(Saved entries)

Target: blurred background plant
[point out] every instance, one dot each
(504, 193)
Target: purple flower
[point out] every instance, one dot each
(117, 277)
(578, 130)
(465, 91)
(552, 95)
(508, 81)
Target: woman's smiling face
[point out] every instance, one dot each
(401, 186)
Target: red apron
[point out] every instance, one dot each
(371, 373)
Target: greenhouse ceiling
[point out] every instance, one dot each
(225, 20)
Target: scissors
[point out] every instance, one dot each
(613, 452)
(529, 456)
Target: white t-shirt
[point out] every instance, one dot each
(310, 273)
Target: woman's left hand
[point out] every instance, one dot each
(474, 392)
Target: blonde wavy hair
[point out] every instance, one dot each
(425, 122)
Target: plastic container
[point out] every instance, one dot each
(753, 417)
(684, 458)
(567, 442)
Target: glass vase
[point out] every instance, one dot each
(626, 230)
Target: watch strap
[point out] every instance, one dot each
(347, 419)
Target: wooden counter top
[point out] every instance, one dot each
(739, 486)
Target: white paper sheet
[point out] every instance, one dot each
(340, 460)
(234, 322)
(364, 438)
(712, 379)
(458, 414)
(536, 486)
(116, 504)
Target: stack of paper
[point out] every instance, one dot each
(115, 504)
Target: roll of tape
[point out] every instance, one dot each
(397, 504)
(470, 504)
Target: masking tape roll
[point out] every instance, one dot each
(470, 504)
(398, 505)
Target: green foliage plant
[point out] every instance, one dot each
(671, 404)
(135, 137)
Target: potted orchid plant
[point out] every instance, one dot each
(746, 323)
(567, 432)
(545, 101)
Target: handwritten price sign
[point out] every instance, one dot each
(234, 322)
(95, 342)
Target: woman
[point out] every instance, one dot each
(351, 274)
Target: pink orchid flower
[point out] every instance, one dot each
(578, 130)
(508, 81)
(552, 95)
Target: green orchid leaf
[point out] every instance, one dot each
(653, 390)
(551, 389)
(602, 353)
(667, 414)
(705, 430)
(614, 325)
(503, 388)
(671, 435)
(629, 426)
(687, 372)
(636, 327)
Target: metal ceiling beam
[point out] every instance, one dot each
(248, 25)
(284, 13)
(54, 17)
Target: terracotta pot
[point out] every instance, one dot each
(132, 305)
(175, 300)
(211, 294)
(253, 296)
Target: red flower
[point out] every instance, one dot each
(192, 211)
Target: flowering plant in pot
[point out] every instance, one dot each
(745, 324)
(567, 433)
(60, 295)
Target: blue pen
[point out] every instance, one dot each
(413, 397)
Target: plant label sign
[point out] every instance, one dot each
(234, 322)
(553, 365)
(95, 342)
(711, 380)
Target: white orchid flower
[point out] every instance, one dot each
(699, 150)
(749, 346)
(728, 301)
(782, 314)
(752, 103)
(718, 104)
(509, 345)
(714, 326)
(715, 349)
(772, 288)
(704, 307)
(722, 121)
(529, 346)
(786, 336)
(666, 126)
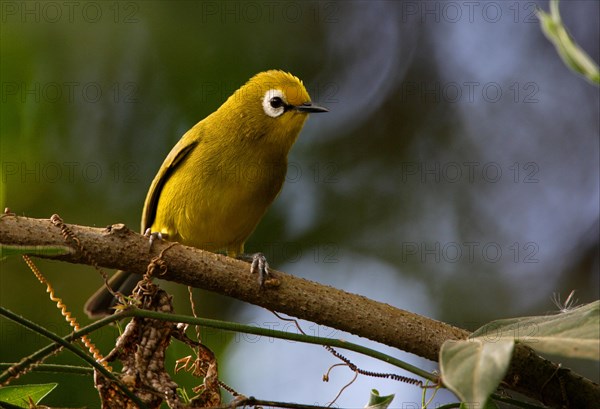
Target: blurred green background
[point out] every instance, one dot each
(457, 174)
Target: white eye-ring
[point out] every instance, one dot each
(274, 103)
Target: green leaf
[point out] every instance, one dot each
(19, 395)
(10, 250)
(572, 334)
(379, 402)
(473, 369)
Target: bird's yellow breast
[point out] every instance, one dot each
(219, 179)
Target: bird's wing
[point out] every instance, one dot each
(179, 152)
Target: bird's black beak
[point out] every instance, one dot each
(309, 107)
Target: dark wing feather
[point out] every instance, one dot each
(173, 160)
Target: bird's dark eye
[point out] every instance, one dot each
(276, 102)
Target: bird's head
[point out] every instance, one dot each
(272, 106)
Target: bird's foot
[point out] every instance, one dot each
(152, 236)
(258, 265)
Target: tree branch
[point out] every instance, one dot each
(118, 247)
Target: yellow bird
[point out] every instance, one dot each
(223, 174)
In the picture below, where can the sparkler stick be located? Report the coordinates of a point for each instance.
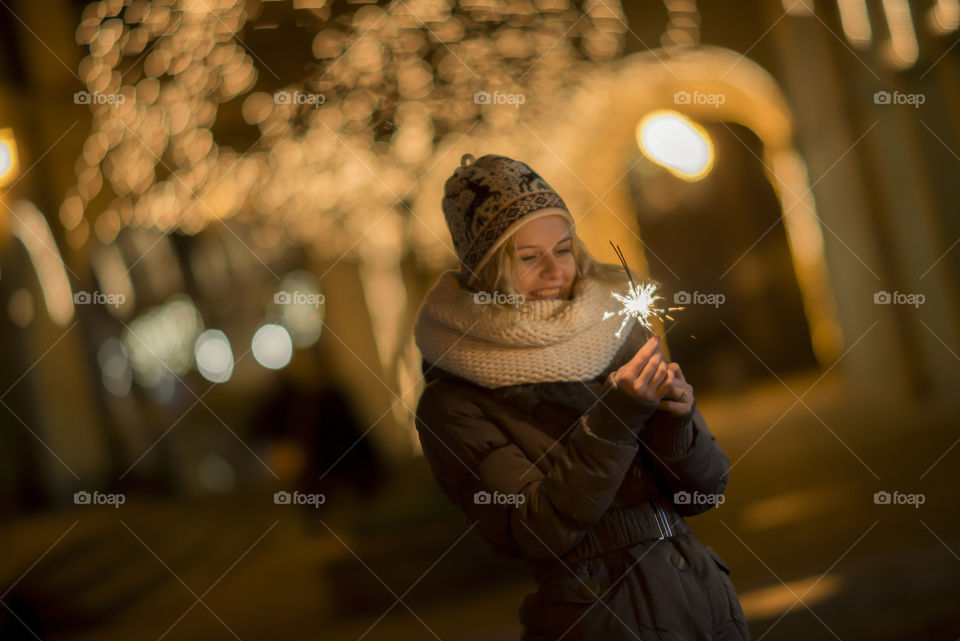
(640, 301)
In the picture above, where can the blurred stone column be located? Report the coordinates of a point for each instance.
(877, 366)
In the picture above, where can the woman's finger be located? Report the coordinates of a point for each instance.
(667, 385)
(656, 380)
(676, 370)
(649, 371)
(636, 364)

### Task prompt
Copy each line of the entries in which the string "white" is found.

### Solution to the exercise
Target: white t-shirt
Target: white paper sheet
Target: white orchid flower
Target: white eye-ring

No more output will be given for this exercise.